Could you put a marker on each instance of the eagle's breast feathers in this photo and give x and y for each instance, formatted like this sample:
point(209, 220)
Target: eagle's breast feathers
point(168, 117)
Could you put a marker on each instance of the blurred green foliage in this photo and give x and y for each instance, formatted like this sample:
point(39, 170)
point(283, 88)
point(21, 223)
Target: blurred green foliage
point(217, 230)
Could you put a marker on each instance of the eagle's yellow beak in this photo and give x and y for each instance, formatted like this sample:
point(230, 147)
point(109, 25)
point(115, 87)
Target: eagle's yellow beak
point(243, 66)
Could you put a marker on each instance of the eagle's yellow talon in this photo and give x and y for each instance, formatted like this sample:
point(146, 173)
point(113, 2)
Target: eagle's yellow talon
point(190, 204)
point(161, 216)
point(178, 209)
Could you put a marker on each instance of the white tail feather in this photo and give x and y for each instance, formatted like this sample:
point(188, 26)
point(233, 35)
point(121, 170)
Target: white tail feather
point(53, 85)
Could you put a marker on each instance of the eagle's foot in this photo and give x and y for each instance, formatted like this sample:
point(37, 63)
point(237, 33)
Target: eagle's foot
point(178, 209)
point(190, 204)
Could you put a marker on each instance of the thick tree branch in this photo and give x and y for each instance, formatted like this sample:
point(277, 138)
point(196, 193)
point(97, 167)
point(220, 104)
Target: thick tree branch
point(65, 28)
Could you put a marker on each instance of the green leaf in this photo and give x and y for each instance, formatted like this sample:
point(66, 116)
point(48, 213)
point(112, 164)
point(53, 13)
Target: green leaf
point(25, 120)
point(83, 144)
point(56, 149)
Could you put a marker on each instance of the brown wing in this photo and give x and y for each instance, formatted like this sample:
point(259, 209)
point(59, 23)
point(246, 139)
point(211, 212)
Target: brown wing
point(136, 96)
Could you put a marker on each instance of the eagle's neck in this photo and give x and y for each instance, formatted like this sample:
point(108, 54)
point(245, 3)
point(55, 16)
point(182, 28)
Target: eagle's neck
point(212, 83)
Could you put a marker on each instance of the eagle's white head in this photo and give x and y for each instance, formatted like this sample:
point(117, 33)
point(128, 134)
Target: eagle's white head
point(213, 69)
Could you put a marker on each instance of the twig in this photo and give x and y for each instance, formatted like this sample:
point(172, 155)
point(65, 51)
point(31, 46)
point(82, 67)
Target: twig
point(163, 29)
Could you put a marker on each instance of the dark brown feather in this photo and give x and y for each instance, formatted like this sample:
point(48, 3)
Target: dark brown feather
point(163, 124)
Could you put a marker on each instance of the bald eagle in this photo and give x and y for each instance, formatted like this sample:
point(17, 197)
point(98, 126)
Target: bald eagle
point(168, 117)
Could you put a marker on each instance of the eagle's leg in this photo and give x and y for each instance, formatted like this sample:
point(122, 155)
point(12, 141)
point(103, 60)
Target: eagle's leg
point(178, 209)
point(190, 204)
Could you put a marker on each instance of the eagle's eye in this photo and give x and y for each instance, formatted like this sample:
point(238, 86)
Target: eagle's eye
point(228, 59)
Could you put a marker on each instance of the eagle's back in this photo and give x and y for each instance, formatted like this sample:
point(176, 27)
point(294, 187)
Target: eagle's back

Requirements: Could you output every line of the rows above as a JSON list of strings, one string per line, with blank lines left out?

Complete response:
[
  "Could you put a marker on each instance of the eagle's breast feathers in this photo and give x and y for each instance, formatted like this sample:",
  "point(209, 220)",
  "Target: eagle's breast feathers",
  "point(168, 117)",
  "Could you put a marker on each instance of the blurred green foliage in this photo and give x and y for each instance, formatted like this sample:",
  "point(39, 170)",
  "point(283, 88)",
  "point(21, 223)",
  "Target: blurred green foliage",
  "point(217, 230)",
  "Could you put a marker on each instance of the eagle's yellow beak in this photo and give x and y for each instance, formatted like this sample:",
  "point(230, 147)",
  "point(109, 25)",
  "point(115, 87)",
  "Target: eagle's yellow beak",
  "point(243, 66)",
  "Could you put a marker on each instance of the eagle's yellow talon in this photo and give x and y for each instance, formatted like this sample:",
  "point(146, 173)",
  "point(113, 2)",
  "Target: eagle's yellow talon",
  "point(190, 204)",
  "point(161, 216)",
  "point(178, 209)",
  "Could you put a marker on each instance of the white tail feather in this photo and give x and y for each instance, formatted like this sample:",
  "point(188, 26)",
  "point(233, 35)",
  "point(121, 170)",
  "Target: white tail feather",
  "point(53, 85)",
  "Could you put a marker on each instance of the eagle's foot in this photo and give x and y for each instance, formatted like this sample:",
  "point(37, 63)",
  "point(237, 33)",
  "Target: eagle's foot",
  "point(178, 209)",
  "point(190, 204)",
  "Could you put a marker on each instance of the thick tree branch in this photo and give x and y for each instance, formatted like this sample:",
  "point(277, 138)",
  "point(196, 193)",
  "point(97, 167)",
  "point(220, 104)",
  "Target: thick tree branch",
  "point(65, 28)",
  "Could you put a marker on each instance of the green leaf in this photo and give x and y for each instance, formatted like this sample:",
  "point(66, 116)",
  "point(48, 213)",
  "point(112, 164)",
  "point(53, 13)",
  "Target: green leaf",
  "point(25, 120)",
  "point(83, 144)",
  "point(56, 149)",
  "Could you put a marker on each instance of the brown wing in this photo and give x and y for each instance, formatted like this sample:",
  "point(259, 209)",
  "point(59, 23)",
  "point(246, 139)",
  "point(211, 212)",
  "Target: brown wing",
  "point(136, 96)",
  "Could you put a marker on each instance of the eagle's neck in this photo and give x and y for each instance, formatted like this sample:",
  "point(108, 54)",
  "point(245, 3)",
  "point(55, 16)",
  "point(182, 28)",
  "Target: eagle's neck",
  "point(212, 83)",
  "Could you put a marker on each instance of the eagle's white head in this photo and give x and y for each instance, formatted like this sample:",
  "point(117, 33)",
  "point(128, 134)",
  "Target: eagle's white head",
  "point(213, 69)",
  "Could you put a marker on each instance of the twig in this photo and give x and y for each instance, formatted like this sample:",
  "point(172, 155)",
  "point(65, 51)",
  "point(31, 46)",
  "point(82, 67)",
  "Target: twig",
  "point(163, 29)",
  "Could you put a marker on each instance of the dark brown feather in this photo and give x and y for each instance, formatted like this sample:",
  "point(48, 3)",
  "Target: dark brown feather",
  "point(163, 124)",
  "Could you put a marker on each instance of the bald eagle in this photo and give x and y for each instance, formatted like this sample:",
  "point(17, 197)",
  "point(98, 126)",
  "Target: bald eagle",
  "point(168, 117)",
  "Could you put a marker on each instance of the eagle's leg in this photo and give x and y for each instance, formatted like this sample:",
  "point(122, 155)",
  "point(12, 141)",
  "point(103, 60)",
  "Target: eagle's leg",
  "point(178, 209)",
  "point(190, 204)",
  "Could you put a marker on each instance of the eagle's eye in this photo and give x and y for each instance, formatted like this sample:",
  "point(238, 86)",
  "Target: eagle's eye",
  "point(228, 59)",
  "Could you put a marker on each instance of the eagle's back in this photo and give x and y for each instance, formatted like this sample:",
  "point(176, 27)",
  "point(294, 187)",
  "Target: eagle's back"
]